··· GIVEN INFORMATION

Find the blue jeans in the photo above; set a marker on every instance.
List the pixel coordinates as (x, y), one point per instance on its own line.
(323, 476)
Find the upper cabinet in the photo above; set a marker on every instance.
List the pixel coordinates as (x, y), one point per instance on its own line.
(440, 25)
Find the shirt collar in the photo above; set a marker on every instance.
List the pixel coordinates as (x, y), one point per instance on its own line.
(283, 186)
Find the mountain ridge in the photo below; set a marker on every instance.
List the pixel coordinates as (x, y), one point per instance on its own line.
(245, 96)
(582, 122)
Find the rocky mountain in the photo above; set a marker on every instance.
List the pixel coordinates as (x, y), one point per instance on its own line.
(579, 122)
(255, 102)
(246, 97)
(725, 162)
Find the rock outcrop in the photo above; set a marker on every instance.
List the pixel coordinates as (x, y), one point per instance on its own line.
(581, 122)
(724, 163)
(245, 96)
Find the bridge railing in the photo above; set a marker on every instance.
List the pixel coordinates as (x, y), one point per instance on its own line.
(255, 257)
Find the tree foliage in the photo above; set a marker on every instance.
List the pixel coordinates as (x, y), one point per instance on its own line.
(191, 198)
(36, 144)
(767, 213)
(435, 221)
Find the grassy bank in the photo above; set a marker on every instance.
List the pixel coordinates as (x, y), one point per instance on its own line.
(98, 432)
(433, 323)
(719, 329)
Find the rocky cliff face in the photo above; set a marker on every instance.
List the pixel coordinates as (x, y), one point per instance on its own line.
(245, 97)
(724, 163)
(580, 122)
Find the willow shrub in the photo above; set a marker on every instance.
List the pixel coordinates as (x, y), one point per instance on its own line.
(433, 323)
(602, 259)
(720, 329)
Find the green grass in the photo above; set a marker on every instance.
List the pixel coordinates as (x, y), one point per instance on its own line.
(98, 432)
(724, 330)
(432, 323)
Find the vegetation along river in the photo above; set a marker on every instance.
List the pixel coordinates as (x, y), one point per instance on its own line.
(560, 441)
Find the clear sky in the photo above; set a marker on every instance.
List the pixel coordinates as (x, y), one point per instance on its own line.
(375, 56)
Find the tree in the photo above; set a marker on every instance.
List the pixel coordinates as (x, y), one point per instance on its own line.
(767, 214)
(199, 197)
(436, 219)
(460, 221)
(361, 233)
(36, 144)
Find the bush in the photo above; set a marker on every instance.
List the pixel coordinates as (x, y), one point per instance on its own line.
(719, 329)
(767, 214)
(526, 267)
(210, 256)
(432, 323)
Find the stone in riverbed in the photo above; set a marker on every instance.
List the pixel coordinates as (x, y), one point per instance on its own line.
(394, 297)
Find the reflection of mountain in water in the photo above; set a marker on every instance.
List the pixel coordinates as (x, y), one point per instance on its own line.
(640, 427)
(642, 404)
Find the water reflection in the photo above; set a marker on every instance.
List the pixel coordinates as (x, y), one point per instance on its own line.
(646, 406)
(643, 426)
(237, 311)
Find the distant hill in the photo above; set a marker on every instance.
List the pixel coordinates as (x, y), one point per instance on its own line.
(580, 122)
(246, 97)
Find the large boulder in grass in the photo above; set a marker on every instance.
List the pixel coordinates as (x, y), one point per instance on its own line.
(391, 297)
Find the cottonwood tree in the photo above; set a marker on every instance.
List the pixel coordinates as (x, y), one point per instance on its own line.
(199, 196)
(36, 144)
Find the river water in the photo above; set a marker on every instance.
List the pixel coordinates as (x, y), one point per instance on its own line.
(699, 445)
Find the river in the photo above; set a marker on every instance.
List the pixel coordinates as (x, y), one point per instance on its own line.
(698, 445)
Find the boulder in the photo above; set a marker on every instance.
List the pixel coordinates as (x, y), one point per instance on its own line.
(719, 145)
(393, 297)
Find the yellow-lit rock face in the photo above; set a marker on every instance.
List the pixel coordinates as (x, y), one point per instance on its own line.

······

> [PROBLEM DETAILS]
For every entry above, give it back exactly as written.

> [YOUR SOLUTION]
Find the blue jeans in the photo above; set a marker on every instance.
List the pixel coordinates as (x, y), one point per instance on its own line.
(323, 476)
Find the upper cabinet in the photo above; set a marker on every instance.
List the pixel coordinates as (x, y), one point per instance on its own line.
(440, 25)
Find the shirt collar in the photo above; set a marker on every instance.
List the pixel coordinates as (x, y), one point per instance on its own line.
(283, 186)
Find the mountain ridge in the photo below; set a marker on every instance.
List the pixel coordinates as (x, y), one point per instance on its own line.
(245, 96)
(582, 122)
Find the rocky mountain in the photo above; set a marker on every instance.
List the pixel coordinates as (x, y), one point per instance on its own line.
(579, 122)
(255, 102)
(246, 97)
(725, 162)
Find the rock outcrop in the photo above; set a marker on every instance.
List the pixel coordinates as (x, y), one point per instance on its own line.
(581, 122)
(724, 163)
(245, 96)
Find the bridge railing in the photo above; set a marker on every instance.
List the pixel coordinates as (x, y), one point per instance on its own line.
(255, 257)
Find the tree foliage in the photo above; set a marker on every instance.
List the pixel coordinates as (x, y), one point per instance on its own line.
(191, 198)
(36, 144)
(767, 213)
(435, 221)
Find the grassy bank in the photo above; set a marker on every instance.
List the pixel coordinates as (x, y), one point per instance on its own line.
(98, 432)
(433, 323)
(719, 329)
Find the rocky cliff face in the photo above; set a marker on every instance.
List the pixel coordinates as (x, y), one point per instance on its own line.
(245, 97)
(724, 163)
(580, 122)
Find the willow shrub in the photo above; set a marker on every instance.
List the pixel coordinates as (x, y), one point per instance on its own line.
(433, 323)
(602, 259)
(720, 329)
Find the green grass in the photo above; set a marker on every instance.
List the pixel coordinates as (x, y), one point per instance on its own line.
(98, 432)
(724, 330)
(432, 323)
Find the vegetation along river in the photo above; set a marker on every instance.
List the pixel coordinates as (x, y), one point per instance on its own line.
(560, 441)
Find the clear sky in the photo above; set a marker on every instance.
List the pixel coordinates as (x, y), one point per instance on its own line.
(375, 56)
Find the tree in the photo above; set a marker on every instance.
List the pixel coordinates as (x, y), one point per instance on its own line.
(767, 214)
(199, 197)
(436, 219)
(460, 221)
(361, 233)
(36, 144)
Find the bush in the photo above; set a marker on every instance.
List the pixel coordinates as (x, y), one point per instance on its own line.
(719, 329)
(767, 214)
(526, 267)
(210, 256)
(432, 323)
Find the stone in riverbed in the photo above; set a marker on every instance.
List the pixel coordinates as (x, y), one point per instance on its own line.
(394, 297)
Find the reflection of mountain in water in the photo above; set a marker on every instance.
List the pixel coordinates as (x, y), one point per instance on its own line.
(640, 427)
(642, 404)
Find the water reflection in the photo above; set a marker on every instance.
List the pixel coordinates as (x, y), one point per instance on its own line.
(646, 406)
(643, 426)
(237, 311)
Find the distant hill in the photo above; set a marker on every instance.
List the pixel coordinates as (x, y), one point per instance on its own line.
(580, 122)
(246, 97)
Find the large boulder in grass in the photo above; set a marker on every instance.
List the pixel coordinates as (x, y), one point per instance on its own line.
(391, 297)
Find the cottonwood tree in the photo above; set a marker on every instance.
List the pixel coordinates as (x, y), one point per instance on its own line.
(199, 196)
(36, 144)
Find the river water in the photo above; set a marker on every instance.
List the pixel coordinates as (x, y), one point per instance on its own line.
(699, 445)
Find the river in the photo above; set a marker on every instance.
List the pixel coordinates as (x, y), one point per instance on its own line.
(698, 445)
Find the boulder in the photo above; set a marker on every instance.
List the pixel coordinates as (x, y), one point per instance on its own line.
(719, 145)
(393, 297)
Find the yellow-lit rock face in the photo above; set a marker on every instance.
List the pixel coordinates as (x, y), one point per instance on its own line.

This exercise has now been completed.